§ **WORK TO DO**
Can you quote the records below in full, word for word?
[start]
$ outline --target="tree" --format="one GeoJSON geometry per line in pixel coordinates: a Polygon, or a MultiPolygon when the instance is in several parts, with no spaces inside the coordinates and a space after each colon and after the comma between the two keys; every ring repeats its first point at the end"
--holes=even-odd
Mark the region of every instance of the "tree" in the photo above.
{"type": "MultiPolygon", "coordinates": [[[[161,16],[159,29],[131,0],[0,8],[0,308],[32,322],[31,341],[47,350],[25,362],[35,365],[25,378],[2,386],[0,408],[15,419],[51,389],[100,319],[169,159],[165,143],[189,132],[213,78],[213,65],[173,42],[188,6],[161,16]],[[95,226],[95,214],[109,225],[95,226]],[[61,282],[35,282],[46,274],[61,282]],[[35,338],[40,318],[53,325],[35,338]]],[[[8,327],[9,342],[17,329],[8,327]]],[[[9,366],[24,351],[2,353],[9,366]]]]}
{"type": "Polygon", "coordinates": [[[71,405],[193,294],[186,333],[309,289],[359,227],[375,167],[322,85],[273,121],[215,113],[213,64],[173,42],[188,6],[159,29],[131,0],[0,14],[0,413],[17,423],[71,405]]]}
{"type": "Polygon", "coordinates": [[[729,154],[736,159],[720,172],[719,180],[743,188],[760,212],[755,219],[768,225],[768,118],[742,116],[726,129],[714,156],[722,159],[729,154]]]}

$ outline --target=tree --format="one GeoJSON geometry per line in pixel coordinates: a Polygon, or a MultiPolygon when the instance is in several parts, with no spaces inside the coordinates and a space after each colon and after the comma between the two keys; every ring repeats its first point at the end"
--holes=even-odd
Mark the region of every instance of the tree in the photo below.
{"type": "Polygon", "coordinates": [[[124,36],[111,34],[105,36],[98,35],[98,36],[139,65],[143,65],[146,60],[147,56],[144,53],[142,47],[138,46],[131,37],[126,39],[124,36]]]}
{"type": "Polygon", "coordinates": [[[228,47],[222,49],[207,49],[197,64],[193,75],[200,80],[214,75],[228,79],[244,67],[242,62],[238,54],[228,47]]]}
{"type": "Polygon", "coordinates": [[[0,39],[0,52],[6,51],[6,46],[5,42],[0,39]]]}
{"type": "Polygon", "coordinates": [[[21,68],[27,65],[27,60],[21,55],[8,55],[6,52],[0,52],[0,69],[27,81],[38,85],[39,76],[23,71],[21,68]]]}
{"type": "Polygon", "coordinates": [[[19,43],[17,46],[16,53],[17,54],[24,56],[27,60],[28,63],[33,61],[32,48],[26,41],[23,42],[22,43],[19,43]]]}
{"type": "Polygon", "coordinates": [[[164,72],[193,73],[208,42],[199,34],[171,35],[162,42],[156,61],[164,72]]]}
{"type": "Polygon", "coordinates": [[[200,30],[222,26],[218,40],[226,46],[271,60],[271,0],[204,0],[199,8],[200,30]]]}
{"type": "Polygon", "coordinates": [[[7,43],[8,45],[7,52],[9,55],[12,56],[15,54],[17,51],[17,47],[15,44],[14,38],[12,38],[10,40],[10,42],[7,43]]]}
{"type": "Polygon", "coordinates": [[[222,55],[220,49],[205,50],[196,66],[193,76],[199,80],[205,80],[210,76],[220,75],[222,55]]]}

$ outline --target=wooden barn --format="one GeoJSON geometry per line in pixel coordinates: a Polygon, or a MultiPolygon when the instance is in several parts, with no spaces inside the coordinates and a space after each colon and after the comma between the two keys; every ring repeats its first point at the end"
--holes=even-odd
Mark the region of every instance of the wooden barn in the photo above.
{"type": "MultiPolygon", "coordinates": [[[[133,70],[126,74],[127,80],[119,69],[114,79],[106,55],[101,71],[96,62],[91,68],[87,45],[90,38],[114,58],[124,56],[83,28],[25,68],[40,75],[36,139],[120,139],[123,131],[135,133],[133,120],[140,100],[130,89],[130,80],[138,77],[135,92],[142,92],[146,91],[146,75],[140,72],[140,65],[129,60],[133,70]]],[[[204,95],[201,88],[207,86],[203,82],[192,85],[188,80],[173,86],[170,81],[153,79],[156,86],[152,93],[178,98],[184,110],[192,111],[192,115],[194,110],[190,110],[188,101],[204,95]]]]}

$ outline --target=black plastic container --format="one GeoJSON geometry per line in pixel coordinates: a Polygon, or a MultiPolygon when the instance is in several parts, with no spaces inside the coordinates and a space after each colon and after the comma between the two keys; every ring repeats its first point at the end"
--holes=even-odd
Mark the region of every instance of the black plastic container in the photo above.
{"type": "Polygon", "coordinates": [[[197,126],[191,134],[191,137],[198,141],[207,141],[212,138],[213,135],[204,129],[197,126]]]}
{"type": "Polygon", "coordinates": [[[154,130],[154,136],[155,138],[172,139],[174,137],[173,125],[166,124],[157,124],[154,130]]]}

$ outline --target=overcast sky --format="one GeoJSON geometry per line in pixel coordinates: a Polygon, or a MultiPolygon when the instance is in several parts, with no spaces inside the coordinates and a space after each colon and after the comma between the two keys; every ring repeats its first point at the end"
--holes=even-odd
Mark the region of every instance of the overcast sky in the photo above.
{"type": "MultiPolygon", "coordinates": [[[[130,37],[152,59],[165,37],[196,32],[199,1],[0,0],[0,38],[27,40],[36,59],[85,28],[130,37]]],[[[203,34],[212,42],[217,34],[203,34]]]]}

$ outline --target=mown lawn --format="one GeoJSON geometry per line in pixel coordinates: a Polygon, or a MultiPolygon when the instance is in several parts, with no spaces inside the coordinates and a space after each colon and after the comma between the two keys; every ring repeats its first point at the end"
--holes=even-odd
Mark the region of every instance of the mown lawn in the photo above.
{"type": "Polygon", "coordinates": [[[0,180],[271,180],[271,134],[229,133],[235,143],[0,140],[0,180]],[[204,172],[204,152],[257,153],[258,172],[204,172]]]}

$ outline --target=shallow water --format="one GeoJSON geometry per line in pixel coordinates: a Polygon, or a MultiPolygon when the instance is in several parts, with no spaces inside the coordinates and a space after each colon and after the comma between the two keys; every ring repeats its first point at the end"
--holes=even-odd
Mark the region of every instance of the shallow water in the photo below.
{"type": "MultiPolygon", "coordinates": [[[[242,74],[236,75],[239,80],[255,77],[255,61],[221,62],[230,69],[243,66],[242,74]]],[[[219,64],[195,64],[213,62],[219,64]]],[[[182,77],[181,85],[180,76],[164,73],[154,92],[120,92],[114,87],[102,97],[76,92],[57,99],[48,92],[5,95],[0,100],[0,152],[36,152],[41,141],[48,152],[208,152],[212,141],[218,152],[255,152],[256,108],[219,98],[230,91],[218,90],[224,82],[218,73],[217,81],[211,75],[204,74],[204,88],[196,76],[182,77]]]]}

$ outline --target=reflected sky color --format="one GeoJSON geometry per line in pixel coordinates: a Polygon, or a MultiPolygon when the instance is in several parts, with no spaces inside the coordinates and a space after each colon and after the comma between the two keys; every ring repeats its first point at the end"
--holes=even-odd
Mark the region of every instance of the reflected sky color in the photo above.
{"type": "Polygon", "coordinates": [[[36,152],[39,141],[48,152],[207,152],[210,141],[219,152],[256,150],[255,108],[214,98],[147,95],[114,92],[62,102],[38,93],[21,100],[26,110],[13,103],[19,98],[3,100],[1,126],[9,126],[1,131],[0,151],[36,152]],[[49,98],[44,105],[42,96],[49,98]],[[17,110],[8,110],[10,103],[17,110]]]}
[end]
§ **TASK RESPONSE**
$ outline --target="tree" --format="one GeoJSON geometry per line in pixel coordinates: a Polygon, or a MultiPolygon when the instance is in several parts, with no spaces inside the coordinates and a space after each colon and after the comma between the two keys; every ring repeats its first point at the end"
--holes=even-odd
Mark the region of every instance of the "tree" in the photo above.
{"type": "MultiPolygon", "coordinates": [[[[161,16],[159,29],[131,0],[0,8],[0,308],[32,322],[31,341],[47,350],[25,362],[35,365],[25,378],[2,386],[0,408],[15,419],[51,389],[100,319],[169,159],[165,143],[189,132],[213,78],[213,65],[173,42],[188,6],[161,16]],[[95,226],[95,214],[109,225],[95,226]],[[61,282],[35,282],[46,274],[61,282]],[[35,338],[40,318],[53,325],[35,338]]],[[[8,327],[9,342],[17,329],[8,327]]],[[[9,366],[24,351],[2,353],[9,366]]]]}
{"type": "Polygon", "coordinates": [[[71,405],[193,294],[186,333],[309,289],[359,227],[375,167],[322,85],[273,121],[215,113],[213,64],[173,42],[188,6],[159,29],[131,0],[0,14],[0,413],[17,423],[71,405]]]}
{"type": "Polygon", "coordinates": [[[729,154],[736,159],[720,172],[719,180],[743,188],[760,212],[755,219],[768,225],[768,118],[742,116],[726,129],[714,156],[722,159],[729,154]]]}

$ outline --target=tree --format="one GeoJSON geometry per line in pixel coordinates: a Polygon, or a MultiPolygon when the instance is in several parts, with no spaces inside the coordinates and a space after each colon and after the comma between the two keys; every ring repeats its first point at the end"
--holes=even-odd
Mark the region of every instance of the tree in the photo below.
{"type": "Polygon", "coordinates": [[[124,36],[111,34],[105,36],[98,35],[98,36],[139,65],[143,65],[146,60],[147,56],[144,53],[142,47],[138,46],[131,37],[126,39],[124,36]]]}
{"type": "Polygon", "coordinates": [[[228,47],[222,49],[207,49],[197,64],[193,75],[200,80],[214,75],[228,79],[244,67],[242,62],[238,54],[228,47]]]}
{"type": "Polygon", "coordinates": [[[0,39],[0,52],[6,51],[6,46],[5,42],[0,39]]]}
{"type": "Polygon", "coordinates": [[[21,68],[27,65],[27,60],[21,55],[8,55],[6,52],[0,52],[0,69],[27,81],[38,85],[39,76],[23,71],[21,68]]]}
{"type": "Polygon", "coordinates": [[[19,43],[17,46],[16,53],[17,54],[24,56],[27,60],[28,63],[33,61],[32,48],[26,41],[23,42],[22,43],[19,43]]]}
{"type": "Polygon", "coordinates": [[[164,72],[193,73],[208,42],[199,34],[171,35],[162,42],[156,61],[164,72]]]}
{"type": "Polygon", "coordinates": [[[200,30],[222,26],[218,40],[226,46],[271,60],[271,0],[204,0],[199,8],[200,30]]]}
{"type": "Polygon", "coordinates": [[[7,43],[8,45],[7,52],[9,55],[12,56],[15,54],[17,51],[17,47],[15,44],[14,38],[12,38],[10,40],[10,42],[7,43]]]}
{"type": "Polygon", "coordinates": [[[222,55],[220,49],[205,50],[196,66],[193,76],[199,80],[205,80],[210,76],[220,75],[222,55]]]}

$ outline --target=wooden barn --format="one GeoJSON geometry per line in pixel coordinates: a Polygon, or a MultiPolygon when the instance is in several parts, with no spaces inside the coordinates and a space after each colon and after the comma between the two keys; every ring repeats its first point at the end"
--holes=even-odd
Mark the region of every instance of the wooden barn in the photo above.
{"type": "MultiPolygon", "coordinates": [[[[133,70],[126,74],[127,80],[119,69],[114,79],[106,55],[101,71],[96,62],[91,68],[87,45],[90,38],[114,58],[124,56],[83,28],[25,68],[40,75],[36,139],[120,139],[123,131],[135,133],[133,120],[140,100],[130,89],[130,80],[138,77],[135,92],[142,92],[146,91],[146,75],[140,72],[140,65],[129,60],[133,70]]],[[[204,95],[201,88],[207,86],[203,82],[192,85],[188,80],[173,86],[170,81],[153,79],[156,86],[152,93],[178,98],[184,110],[192,111],[192,115],[194,110],[190,110],[188,101],[204,95]]]]}

$ outline --target=black plastic container --format="one GeoJSON geometry per line in pixel coordinates: a Polygon, or a MultiPolygon when the instance is in several parts, with no spaces inside the coordinates and a space after each colon and after the comma between the two keys; every ring repeats its first point at the end"
--holes=even-odd
Mark the region of every instance of the black plastic container in the photo above.
{"type": "Polygon", "coordinates": [[[197,126],[191,134],[191,137],[198,141],[207,141],[212,138],[213,135],[204,129],[197,126]]]}
{"type": "Polygon", "coordinates": [[[154,130],[154,136],[155,138],[172,139],[174,137],[173,125],[166,124],[157,124],[154,130]]]}

$ outline --target=overcast sky --format="one GeoJSON geometry per line in pixel coordinates: a Polygon, or a MultiPolygon when the instance is in several parts, with no spaces inside the coordinates and a space after each colon and after the comma between the two keys; every ring repeats its first point at the end"
--holes=even-odd
Mark the region of every instance of the overcast sky in the photo above.
{"type": "MultiPolygon", "coordinates": [[[[130,37],[152,59],[165,37],[196,32],[199,1],[0,0],[0,38],[27,40],[36,59],[85,28],[130,37]]],[[[203,34],[212,42],[217,34],[203,34]]]]}

$ outline --target=mown lawn --format="one GeoJSON geometry per line in pixel coordinates: a Polygon, or a MultiPolygon when the instance is in several parts, with no spaces inside the coordinates and a space after each colon and after the comma between the two keys; every ring repeats its first point at the end"
--holes=even-odd
Mark the region of every instance of the mown lawn in the photo above.
{"type": "Polygon", "coordinates": [[[0,180],[271,180],[271,134],[229,133],[235,143],[0,140],[0,180]],[[204,172],[204,152],[257,153],[258,172],[204,172]]]}

$ outline --target=shallow water --format="one GeoJSON geometry per line in pixel coordinates: a Polygon, or a MultiPolygon when the instance is in several parts, with no spaces inside the coordinates and a space after each colon and after the comma between the two keys; every ring repeats its first point at the end"
--holes=even-odd
Mark the region of every instance of the shallow water in the photo below.
{"type": "MultiPolygon", "coordinates": [[[[242,74],[236,75],[239,80],[255,77],[255,61],[221,62],[230,69],[243,66],[242,74]]],[[[219,64],[195,64],[213,62],[219,64]]],[[[182,77],[181,85],[180,76],[164,73],[154,92],[120,92],[114,87],[102,97],[76,92],[57,99],[48,92],[5,95],[0,100],[0,152],[36,152],[41,141],[48,152],[208,152],[212,141],[218,152],[255,152],[256,108],[219,98],[230,91],[218,90],[224,82],[218,73],[217,81],[211,75],[204,74],[204,88],[196,76],[182,77]]]]}

$ outline --target=reflected sky color --format="one GeoJSON geometry per line in pixel coordinates: a Polygon, or a MultiPolygon when the instance is in several parts, with no spaces inside the coordinates and a space after each colon and after the comma between the two keys; every ring repeats its first point at the end"
--holes=even-odd
Mark the region of every instance of the reflected sky color in the photo above.
{"type": "Polygon", "coordinates": [[[36,152],[39,141],[48,152],[207,152],[210,141],[219,152],[256,150],[255,108],[214,98],[147,95],[114,92],[62,102],[38,93],[21,100],[26,110],[13,103],[19,98],[3,100],[1,126],[9,126],[1,131],[0,151],[36,152]],[[49,98],[44,105],[42,96],[49,98]],[[17,110],[8,110],[10,103],[17,110]]]}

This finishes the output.